* Текст *
————————

Выбрать главу

 В то время прочла "Зарницы" Веселитской, "Жизнь" Потапенки, "Черный монах" Чехова и пр. Но эти повести мне надоели, и я взялась за мое любимое чтение -- философию. Лева читал тогда Платона, взяла и я его читать, и с наслаждением ушла в этот отвлеченный мир мысли, делая из прочитанного выписки того, что меня больше всего поражало. Я любила вообще выписывать из хороших и серьезных книг эти умственные блестки, часто своей мудростью помогавшие мне жить. Я рада была уединению и отсутствию той толпы посетителей, которых привлекали мои дочери и мой муж. Но по ним я скучала и писала им:

 "Как вспомню всех вас, мне очень хочется вас видеть. Но как вспомню толпу, которую вы с собой вводите, я думаю: нет, уж бог с вами. И на что она вам, эта толпа? Большая, большая ошибка и вред всей семье этот ежедневный прием. Надо серьезно и строго держаться одного дня, или надо звать, когда хочешь видеть кого, а так -- гибель нам всем".

 Но хотя Лев Николаевич и соглашался со мной и отвечал на мое письмо так:

 "Ты пишешь о том, что можно в Москве устроить уединение: страшно желаю этого и попытаюсь устроить это и быть как можно строже в э т о м " ,-- он строг не был, и какое-то вечное любопытство и ожидание чего-то нового и интересного делало то, что он продолжал принимать всех и каждого и этим мучить и себя и нас.

 Угнетенное состояние Льва Николаевича меня очень тревожило в то время, и я пишу дочери Тане в Гриневку, чтобы она мне поскорее и получше сообщила о состоянии ее отца. Он очень похудел и осунулся в последнее время. Было ли это от кашля, затянувшегося, или следствием все более и более постной пищи,-- неизвестно. Но и выражение глаз его за последнее время его пребывания в Москве было совсем какое-то другое.

 Хотя я и скучала и беспокоилась о них, я старалась это не высказывать и писала мужу:

 "Я рада на этот раз, что вы уехали, и не ропщу на свое одиночество. Вам всем это было нужно; и мы отдохнули от толпы, от которой вы не умеете и не хотите избавляться".

————————

* Задания *
a. Назовите все произведения, которые упомянуты в отрывке по названию, вместе с их авторами.
b. Изложите в виде короткого списка абзац отрывка, который начинается словами «Угнетенное состояние Льва Николаевича». Сохраните его основные факты.
c. Воспроизведите часть отрывка без изменений: начните со слов «Угнетенное состояние Льва» и остановитесь после слов «совсем какое-то другое.».
Данные получены из другого источника.

* Данные *
————————

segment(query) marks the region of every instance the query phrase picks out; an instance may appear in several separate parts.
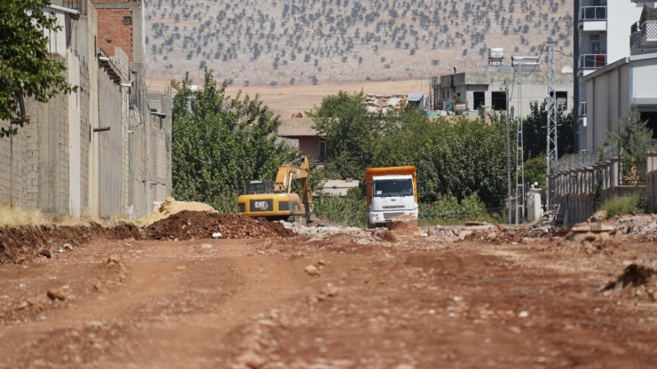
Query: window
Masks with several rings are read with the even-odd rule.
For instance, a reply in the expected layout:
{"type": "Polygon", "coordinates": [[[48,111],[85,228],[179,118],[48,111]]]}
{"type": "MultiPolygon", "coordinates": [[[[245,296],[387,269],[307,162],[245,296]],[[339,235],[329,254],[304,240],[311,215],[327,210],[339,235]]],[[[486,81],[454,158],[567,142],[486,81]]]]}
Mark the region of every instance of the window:
{"type": "Polygon", "coordinates": [[[324,161],[326,159],[326,140],[324,138],[320,138],[320,161],[324,161]]]}
{"type": "Polygon", "coordinates": [[[568,110],[568,91],[557,91],[557,104],[561,105],[564,110],[568,110]]]}
{"type": "Polygon", "coordinates": [[[590,35],[590,53],[599,54],[600,53],[600,35],[590,35]]]}
{"type": "Polygon", "coordinates": [[[412,196],[412,179],[383,179],[375,181],[373,185],[374,196],[412,196]]]}
{"type": "Polygon", "coordinates": [[[495,110],[506,110],[506,92],[493,91],[491,92],[491,105],[495,110]]]}
{"type": "Polygon", "coordinates": [[[479,109],[479,106],[486,105],[486,92],[484,91],[474,91],[474,108],[479,109]]]}

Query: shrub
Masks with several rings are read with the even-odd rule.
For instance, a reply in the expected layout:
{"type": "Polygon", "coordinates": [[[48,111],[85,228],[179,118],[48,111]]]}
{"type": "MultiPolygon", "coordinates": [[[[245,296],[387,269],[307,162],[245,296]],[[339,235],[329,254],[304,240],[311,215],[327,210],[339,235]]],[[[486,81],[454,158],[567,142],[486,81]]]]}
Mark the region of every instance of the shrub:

————————

* Ответы *
a. «Зарницы» Веселитской, «Жизнь» Потапенки, «Черный монах» Чехова.

b.
- Угнетенное состояние Льва Николаевича в то время очень тревожило.
- Дочь Таню в Гриневке просили поскорее и получше сообщить о состоянии отца.
- Он сильно похудел и осунулся. Неизвестно, было ли это от затянувшегося кашля или от все более постной пищи.
- В последнее время в Москве у него стало совсем другим выражение глаз.

c.
Угнетенное состояние Льва Николаевича меня очень тревожило в то время, и я пишу дочери Тане в Гриневку, чтобы она мне поскорее и получше сообщила о состоянии ее отца. Он очень похудел и осунулся в последнее время. Было ли это от кашля, затянувшегося, или следствием все более и более постной пищи,-- неизвестно. Но и выражение глаз его за последнее время его пребывания в Москве было совсем какое-то другое.